**What is needed:** The output should consist solely of the line containing "point: large green" and the lines that follow it through the end of the data below.

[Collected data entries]
■ ■ ■ ■ ■ ■ ■
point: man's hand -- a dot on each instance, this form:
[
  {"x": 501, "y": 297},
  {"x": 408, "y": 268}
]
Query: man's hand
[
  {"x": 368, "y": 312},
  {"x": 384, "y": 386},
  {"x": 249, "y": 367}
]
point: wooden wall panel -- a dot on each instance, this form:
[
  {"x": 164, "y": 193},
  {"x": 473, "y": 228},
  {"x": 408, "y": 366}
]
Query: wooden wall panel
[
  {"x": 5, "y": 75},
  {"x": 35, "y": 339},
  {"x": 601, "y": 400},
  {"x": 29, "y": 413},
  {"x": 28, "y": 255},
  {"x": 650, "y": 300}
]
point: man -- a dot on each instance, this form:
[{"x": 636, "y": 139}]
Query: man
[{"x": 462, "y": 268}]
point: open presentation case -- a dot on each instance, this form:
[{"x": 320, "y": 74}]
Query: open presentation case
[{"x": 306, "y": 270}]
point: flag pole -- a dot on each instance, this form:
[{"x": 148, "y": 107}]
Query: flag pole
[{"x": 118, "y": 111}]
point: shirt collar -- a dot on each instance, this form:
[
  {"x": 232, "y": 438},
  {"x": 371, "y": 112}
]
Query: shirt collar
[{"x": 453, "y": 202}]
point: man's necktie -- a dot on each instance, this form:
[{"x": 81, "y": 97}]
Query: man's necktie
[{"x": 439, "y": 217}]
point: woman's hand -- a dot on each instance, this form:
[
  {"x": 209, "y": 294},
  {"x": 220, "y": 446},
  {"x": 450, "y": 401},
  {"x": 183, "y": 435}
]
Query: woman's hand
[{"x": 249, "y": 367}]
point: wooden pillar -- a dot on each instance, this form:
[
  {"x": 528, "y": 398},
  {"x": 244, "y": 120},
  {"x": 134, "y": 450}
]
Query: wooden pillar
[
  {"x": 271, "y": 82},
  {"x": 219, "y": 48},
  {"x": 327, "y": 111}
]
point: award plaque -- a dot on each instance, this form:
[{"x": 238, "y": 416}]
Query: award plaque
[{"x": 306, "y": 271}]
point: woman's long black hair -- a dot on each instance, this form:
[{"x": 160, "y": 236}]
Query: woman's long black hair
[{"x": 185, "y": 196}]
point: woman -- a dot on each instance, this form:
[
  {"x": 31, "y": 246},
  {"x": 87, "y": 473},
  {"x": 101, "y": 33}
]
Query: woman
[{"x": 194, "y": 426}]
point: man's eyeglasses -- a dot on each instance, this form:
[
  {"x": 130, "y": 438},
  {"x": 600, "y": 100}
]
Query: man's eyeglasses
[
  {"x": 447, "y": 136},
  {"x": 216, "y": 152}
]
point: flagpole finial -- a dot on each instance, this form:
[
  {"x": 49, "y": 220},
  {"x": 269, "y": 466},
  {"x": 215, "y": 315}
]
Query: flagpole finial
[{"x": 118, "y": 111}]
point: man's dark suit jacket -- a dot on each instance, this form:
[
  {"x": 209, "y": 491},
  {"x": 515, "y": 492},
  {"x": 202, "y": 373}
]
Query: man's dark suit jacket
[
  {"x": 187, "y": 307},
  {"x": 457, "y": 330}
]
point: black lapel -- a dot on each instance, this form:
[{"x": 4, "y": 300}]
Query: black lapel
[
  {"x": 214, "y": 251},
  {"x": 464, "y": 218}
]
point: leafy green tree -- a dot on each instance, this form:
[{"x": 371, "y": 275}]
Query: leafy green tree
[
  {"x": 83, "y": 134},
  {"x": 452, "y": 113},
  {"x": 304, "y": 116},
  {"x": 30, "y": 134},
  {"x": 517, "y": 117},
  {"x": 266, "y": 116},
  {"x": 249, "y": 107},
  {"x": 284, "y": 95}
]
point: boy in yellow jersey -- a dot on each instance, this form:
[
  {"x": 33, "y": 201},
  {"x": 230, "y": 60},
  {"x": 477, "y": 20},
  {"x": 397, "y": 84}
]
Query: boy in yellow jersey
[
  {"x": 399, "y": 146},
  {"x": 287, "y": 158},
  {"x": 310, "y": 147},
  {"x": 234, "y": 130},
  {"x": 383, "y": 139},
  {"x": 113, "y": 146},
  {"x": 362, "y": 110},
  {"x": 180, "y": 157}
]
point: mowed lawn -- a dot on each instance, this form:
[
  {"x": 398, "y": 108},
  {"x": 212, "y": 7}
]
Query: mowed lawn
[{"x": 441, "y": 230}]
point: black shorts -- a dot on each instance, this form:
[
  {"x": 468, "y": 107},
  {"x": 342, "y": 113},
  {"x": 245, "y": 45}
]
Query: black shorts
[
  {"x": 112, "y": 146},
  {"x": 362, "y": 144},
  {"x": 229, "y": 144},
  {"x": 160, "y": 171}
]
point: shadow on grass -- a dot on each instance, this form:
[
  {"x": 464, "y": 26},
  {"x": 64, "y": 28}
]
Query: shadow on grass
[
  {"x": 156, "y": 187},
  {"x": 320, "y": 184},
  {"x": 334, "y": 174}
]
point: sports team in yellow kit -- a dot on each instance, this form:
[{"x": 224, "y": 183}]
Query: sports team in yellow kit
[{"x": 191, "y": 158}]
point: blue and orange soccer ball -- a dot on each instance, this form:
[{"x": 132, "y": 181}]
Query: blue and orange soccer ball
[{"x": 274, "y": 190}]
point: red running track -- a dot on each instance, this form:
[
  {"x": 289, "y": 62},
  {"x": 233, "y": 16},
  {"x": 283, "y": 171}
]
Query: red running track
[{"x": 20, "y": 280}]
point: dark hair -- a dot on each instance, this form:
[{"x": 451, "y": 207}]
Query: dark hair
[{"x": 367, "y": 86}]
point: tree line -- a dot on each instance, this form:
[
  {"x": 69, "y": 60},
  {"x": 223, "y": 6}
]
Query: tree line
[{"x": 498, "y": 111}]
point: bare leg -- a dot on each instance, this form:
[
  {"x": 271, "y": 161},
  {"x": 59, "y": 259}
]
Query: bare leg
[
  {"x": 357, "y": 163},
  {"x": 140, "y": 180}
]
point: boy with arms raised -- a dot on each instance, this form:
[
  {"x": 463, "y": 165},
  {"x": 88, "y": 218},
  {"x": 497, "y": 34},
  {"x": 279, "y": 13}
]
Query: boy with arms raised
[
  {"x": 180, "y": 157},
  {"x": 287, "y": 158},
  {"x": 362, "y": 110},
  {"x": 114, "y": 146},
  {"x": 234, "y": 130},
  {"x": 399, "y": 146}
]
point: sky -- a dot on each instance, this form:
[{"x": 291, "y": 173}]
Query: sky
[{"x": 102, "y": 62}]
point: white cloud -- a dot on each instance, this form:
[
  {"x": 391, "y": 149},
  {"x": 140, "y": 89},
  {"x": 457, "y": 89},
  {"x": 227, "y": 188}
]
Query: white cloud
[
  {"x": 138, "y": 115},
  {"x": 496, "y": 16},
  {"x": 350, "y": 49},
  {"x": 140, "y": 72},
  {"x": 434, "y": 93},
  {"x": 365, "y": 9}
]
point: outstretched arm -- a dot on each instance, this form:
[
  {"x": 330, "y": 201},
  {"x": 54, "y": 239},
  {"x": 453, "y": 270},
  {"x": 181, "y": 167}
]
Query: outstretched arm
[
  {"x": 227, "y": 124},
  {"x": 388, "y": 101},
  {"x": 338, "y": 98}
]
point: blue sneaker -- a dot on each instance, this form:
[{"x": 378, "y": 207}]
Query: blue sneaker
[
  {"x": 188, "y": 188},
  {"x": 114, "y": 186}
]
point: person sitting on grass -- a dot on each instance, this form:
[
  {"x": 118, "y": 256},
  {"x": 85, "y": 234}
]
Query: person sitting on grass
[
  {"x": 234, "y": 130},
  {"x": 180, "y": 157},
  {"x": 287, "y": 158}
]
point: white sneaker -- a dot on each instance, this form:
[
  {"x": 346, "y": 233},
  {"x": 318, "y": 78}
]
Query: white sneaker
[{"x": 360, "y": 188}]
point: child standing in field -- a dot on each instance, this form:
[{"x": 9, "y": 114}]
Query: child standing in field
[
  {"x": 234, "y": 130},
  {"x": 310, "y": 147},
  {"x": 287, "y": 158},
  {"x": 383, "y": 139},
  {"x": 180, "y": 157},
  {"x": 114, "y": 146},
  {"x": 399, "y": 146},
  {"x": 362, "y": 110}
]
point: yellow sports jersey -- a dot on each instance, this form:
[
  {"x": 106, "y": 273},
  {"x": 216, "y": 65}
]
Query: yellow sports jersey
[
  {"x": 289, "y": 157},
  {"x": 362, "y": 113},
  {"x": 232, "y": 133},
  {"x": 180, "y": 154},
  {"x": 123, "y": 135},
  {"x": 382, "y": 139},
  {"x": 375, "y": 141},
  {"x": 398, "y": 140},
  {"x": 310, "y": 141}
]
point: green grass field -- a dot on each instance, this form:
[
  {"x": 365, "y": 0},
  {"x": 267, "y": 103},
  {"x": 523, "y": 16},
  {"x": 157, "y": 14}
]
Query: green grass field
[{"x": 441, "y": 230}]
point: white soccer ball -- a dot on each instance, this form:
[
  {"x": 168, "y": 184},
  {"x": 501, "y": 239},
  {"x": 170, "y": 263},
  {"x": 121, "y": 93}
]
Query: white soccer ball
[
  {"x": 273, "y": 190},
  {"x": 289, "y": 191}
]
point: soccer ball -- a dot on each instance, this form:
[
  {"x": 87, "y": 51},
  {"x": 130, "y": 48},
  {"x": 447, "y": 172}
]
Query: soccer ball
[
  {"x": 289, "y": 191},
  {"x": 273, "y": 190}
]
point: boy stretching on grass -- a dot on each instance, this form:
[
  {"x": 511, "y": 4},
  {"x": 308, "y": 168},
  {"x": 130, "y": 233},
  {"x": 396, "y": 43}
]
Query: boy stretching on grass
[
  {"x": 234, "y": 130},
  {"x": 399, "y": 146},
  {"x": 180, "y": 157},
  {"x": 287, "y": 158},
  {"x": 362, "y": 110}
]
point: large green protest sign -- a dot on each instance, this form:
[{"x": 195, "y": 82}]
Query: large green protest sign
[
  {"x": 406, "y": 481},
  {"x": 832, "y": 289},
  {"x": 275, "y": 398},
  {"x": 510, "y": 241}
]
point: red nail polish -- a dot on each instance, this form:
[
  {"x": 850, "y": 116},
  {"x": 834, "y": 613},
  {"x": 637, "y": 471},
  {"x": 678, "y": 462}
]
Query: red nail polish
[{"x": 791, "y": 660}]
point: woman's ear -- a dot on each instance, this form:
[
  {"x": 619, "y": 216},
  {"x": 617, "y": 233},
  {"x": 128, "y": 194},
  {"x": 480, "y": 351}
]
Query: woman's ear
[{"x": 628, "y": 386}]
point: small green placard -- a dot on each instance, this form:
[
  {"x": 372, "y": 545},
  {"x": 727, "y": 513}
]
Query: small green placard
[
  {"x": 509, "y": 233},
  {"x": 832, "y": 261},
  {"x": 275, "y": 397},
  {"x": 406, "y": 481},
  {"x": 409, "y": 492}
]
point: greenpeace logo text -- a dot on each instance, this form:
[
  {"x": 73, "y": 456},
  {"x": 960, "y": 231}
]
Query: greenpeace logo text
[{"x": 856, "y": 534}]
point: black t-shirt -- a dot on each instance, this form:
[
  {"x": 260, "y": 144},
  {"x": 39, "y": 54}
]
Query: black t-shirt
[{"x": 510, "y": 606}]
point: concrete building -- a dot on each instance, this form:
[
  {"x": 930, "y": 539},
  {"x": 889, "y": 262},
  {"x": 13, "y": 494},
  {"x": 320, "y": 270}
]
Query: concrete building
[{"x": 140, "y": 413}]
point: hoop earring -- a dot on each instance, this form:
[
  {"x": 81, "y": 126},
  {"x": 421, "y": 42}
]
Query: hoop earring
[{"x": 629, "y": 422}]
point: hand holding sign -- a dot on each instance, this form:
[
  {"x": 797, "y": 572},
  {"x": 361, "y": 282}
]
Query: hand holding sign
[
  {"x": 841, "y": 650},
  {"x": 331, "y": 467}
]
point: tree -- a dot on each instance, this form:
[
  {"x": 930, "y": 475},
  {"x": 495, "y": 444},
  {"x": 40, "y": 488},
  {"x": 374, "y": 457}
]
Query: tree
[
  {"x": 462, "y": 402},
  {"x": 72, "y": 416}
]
■ ■ ■ ■ ■ ■ ■
**Solved problem:**
point: large green protest sign -- a dot on each instance, this form:
[{"x": 195, "y": 82}]
Query: large green protest sign
[
  {"x": 406, "y": 481},
  {"x": 832, "y": 289},
  {"x": 275, "y": 398},
  {"x": 510, "y": 241}
]
point: red nail polish -- a dot on each instance, this form:
[
  {"x": 850, "y": 116},
  {"x": 834, "y": 613},
  {"x": 637, "y": 471},
  {"x": 678, "y": 462}
]
Query: red nail polish
[{"x": 791, "y": 660}]
point: woman's ear -- a dot on each instance, this form:
[
  {"x": 619, "y": 216},
  {"x": 617, "y": 233},
  {"x": 128, "y": 194},
  {"x": 480, "y": 351}
]
Query: woman's ear
[{"x": 628, "y": 386}]
point: small green placard -- a dot on each instance, this form:
[
  {"x": 372, "y": 545},
  {"x": 727, "y": 513}
]
Query: small green placard
[
  {"x": 509, "y": 233},
  {"x": 832, "y": 261},
  {"x": 275, "y": 397},
  {"x": 406, "y": 481},
  {"x": 409, "y": 492}
]
point: greenpeace logo text -- a dot on each instance, this form:
[
  {"x": 73, "y": 456},
  {"x": 960, "y": 231}
]
Query: greenpeace logo text
[{"x": 856, "y": 534}]
point: black t-shirt -- a dot on each instance, this form:
[
  {"x": 260, "y": 144},
  {"x": 39, "y": 54}
]
Query: black t-shirt
[{"x": 510, "y": 606}]
point: concrete building -- a dot on each instance, this form:
[
  {"x": 930, "y": 539},
  {"x": 889, "y": 262},
  {"x": 13, "y": 494},
  {"x": 320, "y": 270}
]
Query: concrete building
[{"x": 140, "y": 413}]
point: hoop earring -- a dot on each instance, this form:
[
  {"x": 81, "y": 126},
  {"x": 421, "y": 42}
]
Query: hoop earring
[{"x": 629, "y": 422}]
point: hand holding sign -- a dot on each instance, this form:
[
  {"x": 797, "y": 572},
  {"x": 361, "y": 282}
]
Query: hand holding sign
[
  {"x": 841, "y": 650},
  {"x": 331, "y": 467}
]
point: tree -- a dot on each instance, this form:
[
  {"x": 930, "y": 475},
  {"x": 495, "y": 444},
  {"x": 40, "y": 488},
  {"x": 374, "y": 457}
]
Query: tree
[
  {"x": 462, "y": 402},
  {"x": 72, "y": 416}
]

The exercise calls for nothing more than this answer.